Can you revise the records so that "earns a point" reads "is worth a point" everywhere it appears, with nothing else changed? Leave the pictures out of your answer.

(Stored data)
--- Begin ---
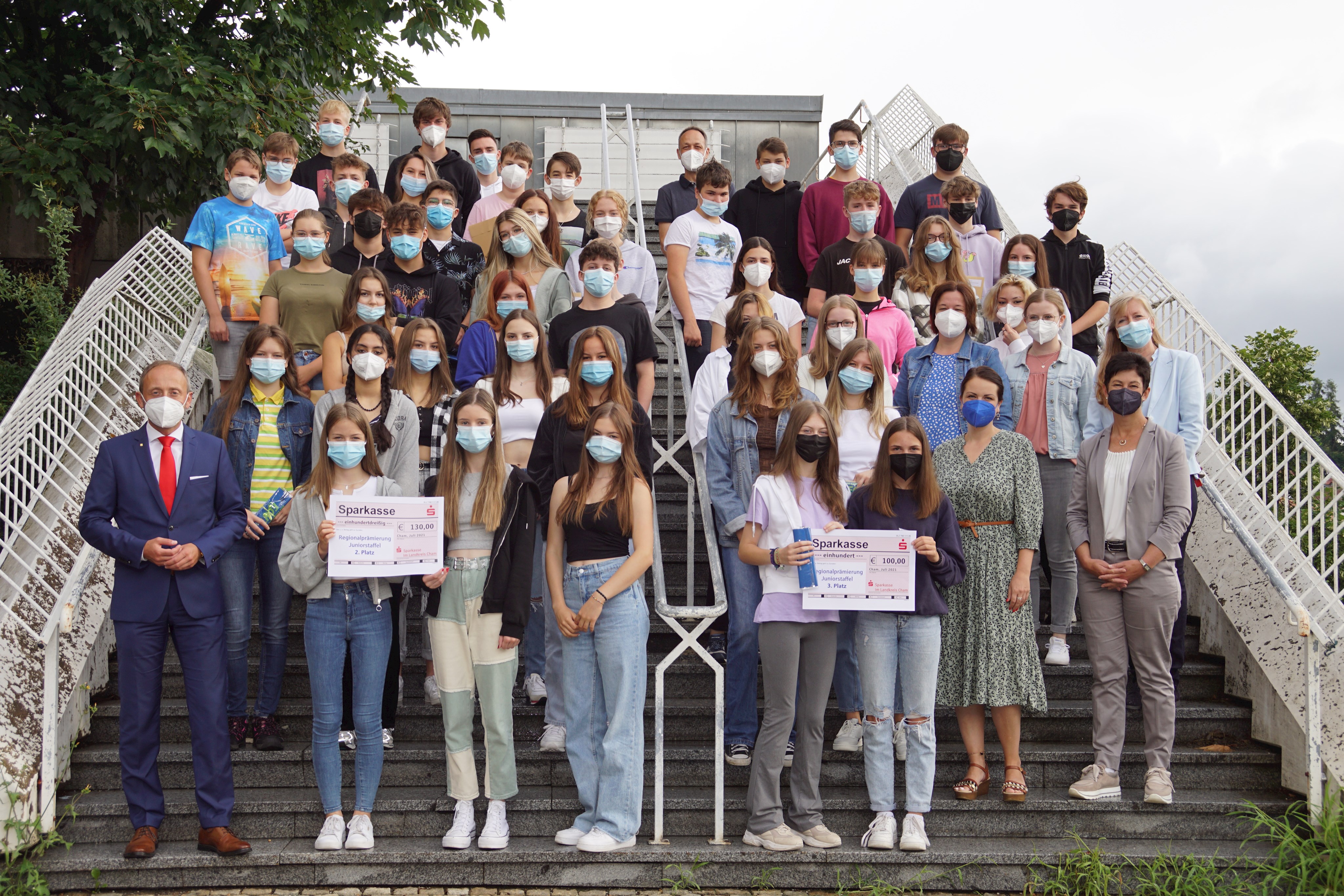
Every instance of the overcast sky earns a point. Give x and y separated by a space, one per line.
1210 135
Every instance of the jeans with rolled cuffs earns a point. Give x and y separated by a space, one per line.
237 569
898 648
605 674
347 621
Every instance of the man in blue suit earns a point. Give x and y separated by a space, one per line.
178 508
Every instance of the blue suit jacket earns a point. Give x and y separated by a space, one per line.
207 511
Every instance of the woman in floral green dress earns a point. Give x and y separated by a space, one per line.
990 653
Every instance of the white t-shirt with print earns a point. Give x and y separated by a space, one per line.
709 265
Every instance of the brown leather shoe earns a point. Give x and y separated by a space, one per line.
222 843
144 843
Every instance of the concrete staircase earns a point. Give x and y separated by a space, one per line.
984 845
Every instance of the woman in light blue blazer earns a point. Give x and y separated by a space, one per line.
1175 402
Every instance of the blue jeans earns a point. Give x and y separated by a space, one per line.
604 703
236 578
743 584
348 617
892 643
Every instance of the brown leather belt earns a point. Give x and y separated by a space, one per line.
972 524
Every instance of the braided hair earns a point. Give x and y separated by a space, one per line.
382 436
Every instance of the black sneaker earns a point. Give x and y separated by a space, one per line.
240 729
267 734
718 648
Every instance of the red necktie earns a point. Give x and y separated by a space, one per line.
167 472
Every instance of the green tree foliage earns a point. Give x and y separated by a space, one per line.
130 107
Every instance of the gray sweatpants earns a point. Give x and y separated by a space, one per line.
1057 479
1136 622
796 659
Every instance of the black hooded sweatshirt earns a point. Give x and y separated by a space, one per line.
759 211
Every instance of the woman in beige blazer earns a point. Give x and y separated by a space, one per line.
1127 515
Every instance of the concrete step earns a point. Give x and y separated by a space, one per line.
954 863
423 763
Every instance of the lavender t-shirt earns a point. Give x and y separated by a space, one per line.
784 606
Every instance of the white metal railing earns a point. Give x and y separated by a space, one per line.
80 394
897 143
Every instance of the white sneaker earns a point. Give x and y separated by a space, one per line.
600 842
464 827
882 832
495 835
553 739
432 695
332 835
850 738
913 837
1058 653
359 833
569 837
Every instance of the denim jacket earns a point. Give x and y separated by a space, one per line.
1069 382
295 424
733 464
917 367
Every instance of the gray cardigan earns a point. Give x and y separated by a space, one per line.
300 565
402 460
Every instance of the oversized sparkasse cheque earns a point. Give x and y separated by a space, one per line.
862 570
385 538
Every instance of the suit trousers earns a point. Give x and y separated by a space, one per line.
205 671
1133 625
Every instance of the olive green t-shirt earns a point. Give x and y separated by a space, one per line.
310 304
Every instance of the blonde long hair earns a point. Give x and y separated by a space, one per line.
1113 344
875 400
488 508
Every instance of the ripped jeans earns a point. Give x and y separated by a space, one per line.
885 641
--- End ---
### Exercise answer
Every instance of the overcast sky is worth a point. Give x and y separated by a space, one per line.
1210 135
Every instance of the jeans with rolled cuffs is worth a point. Give x and y separated by a space, one per line.
237 569
898 648
605 674
347 621
Every instance of the man in blue suit is worth a point. Give x and y separated by a space, one per line.
178 508
Every instance of the blue suit jacket is worth a point. Give x and y separated by a space, one per line.
207 511
Every instance of the woman in floral green dress is worth a point. Give x and y separated by a space, one per line.
990 653
Every instance of the white t-shirt with print is worth a point. Give x and y separated by a space, one per line.
709 265
Every instance of the brown leather shoe is worth a point. Give x and y separated by a space, one per line.
222 843
144 843
Every instance of the concrete staircase is worth a point. Give x and y separated by a space, one per line.
984 845
Every instance of the woman in light blue blazer is worth a point. Give x and y separated by a space, one per line.
1175 402
Every instance of the blue jeans is worth a point. Give x and y separated by a space, one per line.
604 703
236 578
743 584
348 617
892 643
Every instance of the brown leather belt is worth a point. Give x and y separated by a space, one per line.
972 524
Every instance of the braided hair is worth a point. Give x and y separated by a space, one per line.
382 436
Every instance of the black sneaker is worth a point. Give x and y separated by a space, one per line.
240 729
267 734
718 648
Every instance of the red necktie is worth a point. Give x and y separated by a space, one per line.
167 472
Every instance of the green tree foliage is worth a point. Give x and y separated by a space, one per line.
130 107
Every instance of the gray sweatpants is worth a point. Give x and y separated by a space, one per line.
1057 479
1136 622
796 659
Every instance of the black hooded sweatshirt is worth a point. Give x and y separated by a space, one per line.
759 211
Every instance of the woman in beige blazer is worth a point. Give x and y separated by a space, one per line.
1127 515
Every instance of the concrete step is worth a point. Give x and y separated by a space, one per line.
954 863
423 763
Every instance of the lavender t-shirt is worth a point. Give x and y separated by a space, one per line.
784 606
Every instance of the white metal railing is worth a point. Give x and y separated by a space, one per line.
80 394
897 143
Every instance of the white sneaker is worth a point. Give x and y separated by a space, one per line.
600 842
464 827
882 832
495 835
553 739
432 695
332 835
850 738
913 837
1058 653
359 833
569 837
Every instance of the denim jacket is worth a point. Give x and y separated by a space, one per line.
1069 382
295 424
733 464
917 367
Every instance of the gray cardigan is worth a point. Give x and y separated by a space, one per line.
300 565
402 460
Every instance of the oversized sparkasse cheque is worth a point. Give x and y separated by a space, one per line.
862 570
385 538
Every instance of the suit trousers is worth a point. Give x and y separated by a space, one per line.
205 671
1133 625
Every instance of the olive green t-shirt is worth a point. Give x and y separated by a space, one per line.
310 304
Every instance of the blonde long hair is worth a point. Give x and y separated by a space, one per line.
1113 344
875 400
488 508
Every instance of the ripped jeans is worth a point. Give x and y separated by a space, one per line.
885 641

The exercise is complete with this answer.